§ **Consignes écrites**
- a) Recopiez le texte sur les mineurs chiliens en commençant par « Ce matin, les » et en allant jusqu'à « quel contraste ! ».
- b) Relevez tous les adjectifs que le texte sur les mineurs chiliens applique au peuple du Chili.
- c) Poursuivez le texte sur les mineurs chiliens après sa dernière phrase.

+++ Extrait du document

LA France perd-elle les pédales ?
Ce matin, les nouvelles à la radio et à la télévision avaient quelque chose d’irréel. Même l’observateur objectif et impartial ne pouvait se défendre contre cette impression de paradoxe et d’étrangeté : d’un côté, au fin fond de l’Amérique du sud, au Chili, pays de bien moindre importance que le nôtre, tout un peuple uni, galvanisé et solidaire qui arrache aux entrailles de la terre un groupe de trente-trois mineurs bloqués dans une mine à plus de six cent vingt mètres, et de l’autre, chez nous, une France déchirée, divisée, qui conteste avec persistance une réforme salutaire des retraites, à la fois juste et nécessaire ! Quelle paradoxe, quel contraste !

++++++
+++ Lignes de données

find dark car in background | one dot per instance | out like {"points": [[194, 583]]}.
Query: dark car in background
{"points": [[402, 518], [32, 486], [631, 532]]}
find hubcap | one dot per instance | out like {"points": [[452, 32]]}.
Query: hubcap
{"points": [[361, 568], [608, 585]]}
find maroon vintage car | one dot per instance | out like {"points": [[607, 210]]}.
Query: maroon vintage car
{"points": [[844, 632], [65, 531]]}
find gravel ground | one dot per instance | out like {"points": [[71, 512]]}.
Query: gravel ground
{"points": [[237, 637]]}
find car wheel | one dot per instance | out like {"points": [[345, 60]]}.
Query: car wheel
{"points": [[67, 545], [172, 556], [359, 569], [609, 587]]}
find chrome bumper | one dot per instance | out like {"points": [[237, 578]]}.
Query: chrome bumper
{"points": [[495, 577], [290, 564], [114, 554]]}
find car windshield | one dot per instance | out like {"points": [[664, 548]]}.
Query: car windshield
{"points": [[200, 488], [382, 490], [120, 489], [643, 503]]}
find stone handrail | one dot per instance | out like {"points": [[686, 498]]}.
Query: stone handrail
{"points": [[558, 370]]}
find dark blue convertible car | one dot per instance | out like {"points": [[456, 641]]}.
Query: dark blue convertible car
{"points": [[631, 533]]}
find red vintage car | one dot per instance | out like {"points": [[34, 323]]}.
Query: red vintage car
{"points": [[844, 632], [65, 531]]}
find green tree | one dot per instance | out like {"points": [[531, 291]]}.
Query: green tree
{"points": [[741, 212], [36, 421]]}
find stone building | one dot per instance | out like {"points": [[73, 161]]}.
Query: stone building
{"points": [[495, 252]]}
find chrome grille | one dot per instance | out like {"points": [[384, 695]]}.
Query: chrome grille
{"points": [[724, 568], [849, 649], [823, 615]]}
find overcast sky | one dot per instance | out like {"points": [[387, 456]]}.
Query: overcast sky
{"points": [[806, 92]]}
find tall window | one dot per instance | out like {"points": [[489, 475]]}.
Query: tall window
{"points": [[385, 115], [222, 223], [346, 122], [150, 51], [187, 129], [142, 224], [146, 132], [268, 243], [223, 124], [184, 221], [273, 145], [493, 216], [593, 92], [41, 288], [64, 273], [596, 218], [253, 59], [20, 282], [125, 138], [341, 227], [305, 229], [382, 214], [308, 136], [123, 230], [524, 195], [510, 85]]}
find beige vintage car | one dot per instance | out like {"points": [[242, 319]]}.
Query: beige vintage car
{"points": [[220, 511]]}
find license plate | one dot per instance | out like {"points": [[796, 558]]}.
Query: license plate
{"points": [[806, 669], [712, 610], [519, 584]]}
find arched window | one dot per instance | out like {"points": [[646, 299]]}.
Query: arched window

++++++

§ **Réponses dans l'ordre**
- a)
Ce matin, les nouvelles à la radio et à la télévision avaient quelque chose d’irréel. Même l’observateur objectif et impartial ne pouvait se défendre contre cette impression de paradoxe et d’étrangeté : d’un côté, au fin fond de l’Amérique du sud, au Chili, pays de bien moindre importance que le nôtre, tout un peuple uni, galvanisé et solidaire qui arrache aux entrailles de la terre un groupe de trente-trois mineurs bloqués dans une mine à plus de six cent vingt mètres, et de l’autre, chez nous, une France déchirée, divisée, qui conteste avec persistance une réforme salutaire des retraites, à la fois juste et nécessaire ! Quelle paradoxe, quel contraste !

- b) uni, galvanisé, solidaire

- c)
Loin de moi l’idée de manifester le moindre irrespect ou une quelconque absence de considération pour les salariés de mon pays, cher à mon cœur, mais tout de même, comment regarder sans réagir, cette irresponsable initiative qui consiste, pour des syndicats et un parti d’opposition à la dérive, à instrumentaliser la jeunesse et à l’embrigader dans un combat d’arrière-garde qui n’est pas le sien. J’ai entendu hier soir mon ami, le professeur Bernard Debré, qui est aussi le député de mon arrondissement, dire, en qualité de médecin, qu’il ne comprenait pas que des enfants aillent manifester pour leur retraite alors que dans cinquante ans (leur âge de départ prévu) l’homme vivrait… cent ans ! Par ailleurs, tous les pays d’Europe font comme la France car l’alternative est implacable : ou on allonge la durée de cotisation ou on diminue les prestations.
Pourquoi donc les Français ne réussissent-ils pas à dépasser le stade de la confrontation et en viennent-ils immédiatement à la grève ? N’y a-t-tl pas d’autres voies, d’autres moyens ? La nature turbulente d’un pays, jadis révolutionnaire et qui s’en prit à son propre monarque, jadis considéré comme de droit divin, c’est-à-dire comme le représentant de D- sur terre, remonterait-elle à la surface ? On se le demande en constatant la violence incroyable du moindre conflit social. Quand donc aurons nous des comportements sociaux apaisés ?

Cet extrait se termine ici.